ВАШЕ ЗАДАНИЕ
Повторите все записи ниже без единого изменения, строку за строкой.
********************
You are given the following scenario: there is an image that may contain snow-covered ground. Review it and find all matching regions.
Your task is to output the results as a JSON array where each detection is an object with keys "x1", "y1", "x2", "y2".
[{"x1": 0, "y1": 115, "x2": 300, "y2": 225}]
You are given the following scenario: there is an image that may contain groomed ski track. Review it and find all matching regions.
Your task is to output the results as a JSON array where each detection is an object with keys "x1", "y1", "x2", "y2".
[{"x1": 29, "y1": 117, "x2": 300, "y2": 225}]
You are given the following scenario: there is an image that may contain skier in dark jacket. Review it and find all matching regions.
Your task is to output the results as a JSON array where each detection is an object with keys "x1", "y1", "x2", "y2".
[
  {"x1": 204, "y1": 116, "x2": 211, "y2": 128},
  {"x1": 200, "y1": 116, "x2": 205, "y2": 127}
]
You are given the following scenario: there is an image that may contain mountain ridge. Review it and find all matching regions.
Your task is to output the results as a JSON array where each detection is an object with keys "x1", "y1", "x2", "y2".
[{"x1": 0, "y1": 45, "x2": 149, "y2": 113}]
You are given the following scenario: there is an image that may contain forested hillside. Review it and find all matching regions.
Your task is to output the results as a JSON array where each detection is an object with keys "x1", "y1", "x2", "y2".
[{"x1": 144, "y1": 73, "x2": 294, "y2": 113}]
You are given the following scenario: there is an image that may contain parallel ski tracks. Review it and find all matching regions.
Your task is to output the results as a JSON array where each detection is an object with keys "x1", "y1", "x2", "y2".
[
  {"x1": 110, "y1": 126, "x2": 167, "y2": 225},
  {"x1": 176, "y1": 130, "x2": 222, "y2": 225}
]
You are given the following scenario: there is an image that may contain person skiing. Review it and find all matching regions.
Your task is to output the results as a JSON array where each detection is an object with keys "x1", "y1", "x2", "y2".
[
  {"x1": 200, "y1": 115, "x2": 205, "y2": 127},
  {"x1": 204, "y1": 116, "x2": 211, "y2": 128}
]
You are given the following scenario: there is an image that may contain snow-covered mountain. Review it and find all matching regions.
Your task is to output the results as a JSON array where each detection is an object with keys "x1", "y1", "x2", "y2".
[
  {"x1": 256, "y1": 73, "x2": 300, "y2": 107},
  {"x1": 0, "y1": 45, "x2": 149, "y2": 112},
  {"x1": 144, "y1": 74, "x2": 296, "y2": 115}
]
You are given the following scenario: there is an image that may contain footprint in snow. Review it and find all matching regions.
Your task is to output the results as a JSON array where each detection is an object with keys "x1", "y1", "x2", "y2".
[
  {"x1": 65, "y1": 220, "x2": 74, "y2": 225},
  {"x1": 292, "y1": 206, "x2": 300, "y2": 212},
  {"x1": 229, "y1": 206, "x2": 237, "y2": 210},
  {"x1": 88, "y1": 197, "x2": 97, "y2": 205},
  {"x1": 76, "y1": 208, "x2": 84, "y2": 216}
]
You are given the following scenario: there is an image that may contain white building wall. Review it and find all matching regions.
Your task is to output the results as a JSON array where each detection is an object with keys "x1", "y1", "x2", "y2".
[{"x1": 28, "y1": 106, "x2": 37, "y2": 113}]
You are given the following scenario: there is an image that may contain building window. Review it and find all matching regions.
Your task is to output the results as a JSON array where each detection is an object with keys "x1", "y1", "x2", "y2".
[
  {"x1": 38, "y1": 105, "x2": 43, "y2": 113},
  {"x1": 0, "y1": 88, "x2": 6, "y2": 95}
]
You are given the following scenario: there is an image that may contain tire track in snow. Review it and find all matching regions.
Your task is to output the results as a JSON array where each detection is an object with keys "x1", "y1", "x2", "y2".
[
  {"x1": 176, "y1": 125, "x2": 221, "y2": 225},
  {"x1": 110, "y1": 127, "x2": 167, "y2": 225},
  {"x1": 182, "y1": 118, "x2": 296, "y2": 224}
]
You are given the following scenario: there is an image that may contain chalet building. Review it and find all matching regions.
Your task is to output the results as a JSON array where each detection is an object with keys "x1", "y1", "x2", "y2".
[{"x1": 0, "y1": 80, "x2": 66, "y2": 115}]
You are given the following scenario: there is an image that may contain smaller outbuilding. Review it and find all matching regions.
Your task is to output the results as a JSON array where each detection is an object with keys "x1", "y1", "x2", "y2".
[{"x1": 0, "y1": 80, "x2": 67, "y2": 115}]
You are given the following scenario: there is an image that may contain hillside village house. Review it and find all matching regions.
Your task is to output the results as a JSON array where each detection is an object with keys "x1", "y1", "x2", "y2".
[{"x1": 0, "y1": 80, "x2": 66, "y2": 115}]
********************
ОТВЕТ НИЖЕ
You are given the following scenario: there is an image that may contain snow-covered ground. Review it and find all matching regions.
Your task is to output the results as a JSON array where each detection is an object with keys "x1", "y1", "x2", "y2".
[{"x1": 0, "y1": 115, "x2": 300, "y2": 225}]
You are given the following scenario: there is an image that may contain groomed ski track. Review it and find all matching regions.
Your task is to output the results as a JSON array where each detection is an object with keys "x1", "y1", "x2", "y2".
[{"x1": 29, "y1": 117, "x2": 300, "y2": 225}]
You are given the following scenario: there is an image that may contain skier in dark jacket. Review it and find all matching regions.
Your task is to output the results as a JSON array where each detection is an object with keys "x1", "y1", "x2", "y2".
[
  {"x1": 204, "y1": 116, "x2": 211, "y2": 128},
  {"x1": 200, "y1": 116, "x2": 205, "y2": 127}
]
You are given the following scenario: there is an image that may contain mountain ridge. Review it and find all matching regions.
Your task is to output the results as a JSON array where each detection is an object with keys "x1", "y1", "x2", "y2".
[{"x1": 0, "y1": 45, "x2": 149, "y2": 113}]
You are given the following scenario: there is an image that may contain forested hillside. Review it and find all matching regions.
Your task is to output the results as a JSON array where each detection is an object with keys "x1", "y1", "x2", "y2".
[{"x1": 144, "y1": 73, "x2": 294, "y2": 113}]
You are given the following scenario: there is an image that may contain parallel ski tracks. Review it and find all matching regions.
Your task is to output the results as a JSON array where each detection is an object with keys "x1", "y1", "x2", "y2".
[
  {"x1": 110, "y1": 126, "x2": 167, "y2": 225},
  {"x1": 176, "y1": 130, "x2": 222, "y2": 225}
]
You are given the following scenario: there is an image that may contain person skiing. Review it and find all matching regions.
Your task is to output the results as a JSON array where each detection is an object with keys "x1", "y1", "x2", "y2".
[
  {"x1": 200, "y1": 115, "x2": 205, "y2": 127},
  {"x1": 204, "y1": 116, "x2": 211, "y2": 128}
]
You are given the following scenario: there is an image that may contain snow-covered mountain. Review it and find all matching regions.
Your task is to output the results as a JSON array where each detection is an object with keys "x1", "y1", "x2", "y2".
[
  {"x1": 256, "y1": 73, "x2": 300, "y2": 107},
  {"x1": 0, "y1": 45, "x2": 149, "y2": 112},
  {"x1": 144, "y1": 74, "x2": 296, "y2": 115}
]
You are given the following scenario: there is an image that may contain footprint in snow. Review it and find all matching regions.
Your task is to output the results as a JSON array where each detection is an object with keys "x1", "y1", "x2", "y2".
[
  {"x1": 65, "y1": 220, "x2": 74, "y2": 225},
  {"x1": 292, "y1": 206, "x2": 300, "y2": 212},
  {"x1": 229, "y1": 206, "x2": 237, "y2": 210},
  {"x1": 88, "y1": 197, "x2": 97, "y2": 205},
  {"x1": 76, "y1": 208, "x2": 84, "y2": 216}
]
You are given the following scenario: there is an image that may contain white building wall. Review it and find all matching regions.
Your task is to output the results as a JSON array where each detection is an object with keys "x1", "y1", "x2", "y2".
[{"x1": 28, "y1": 106, "x2": 37, "y2": 113}]
You are given the following scenario: there is an image that may contain building window. Review it and find all matching regions.
Your task is to output the results as a JSON array where each detection is an object with keys "x1", "y1", "x2", "y2".
[
  {"x1": 38, "y1": 105, "x2": 43, "y2": 113},
  {"x1": 0, "y1": 88, "x2": 6, "y2": 95}
]
You are given the following scenario: there is an image that may contain tire track in snow. Review it and find all matching regions.
Your task is to output the results as a JSON array where each detection is an object with keys "x1", "y1", "x2", "y2".
[
  {"x1": 176, "y1": 125, "x2": 221, "y2": 225},
  {"x1": 110, "y1": 127, "x2": 167, "y2": 225},
  {"x1": 182, "y1": 118, "x2": 296, "y2": 224}
]
You are given the following scenario: there is an image that may contain chalet building. Review it and find all matching regions.
Your task is to output the results as a JSON array where each detection is an object with keys "x1", "y1", "x2", "y2".
[{"x1": 0, "y1": 80, "x2": 66, "y2": 115}]
You are given the following scenario: there is an image that may contain smaller outbuilding. Review it and find all matching regions.
Your task is to output the results as a JSON array where each detection is an object with keys "x1", "y1", "x2", "y2".
[{"x1": 0, "y1": 80, "x2": 67, "y2": 115}]
You are given the following scenario: there is an image that may contain hillside village house. Review it and find all matching regions.
Your task is to output the results as a JSON array where each detection is an object with keys "x1", "y1", "x2", "y2".
[{"x1": 0, "y1": 80, "x2": 66, "y2": 115}]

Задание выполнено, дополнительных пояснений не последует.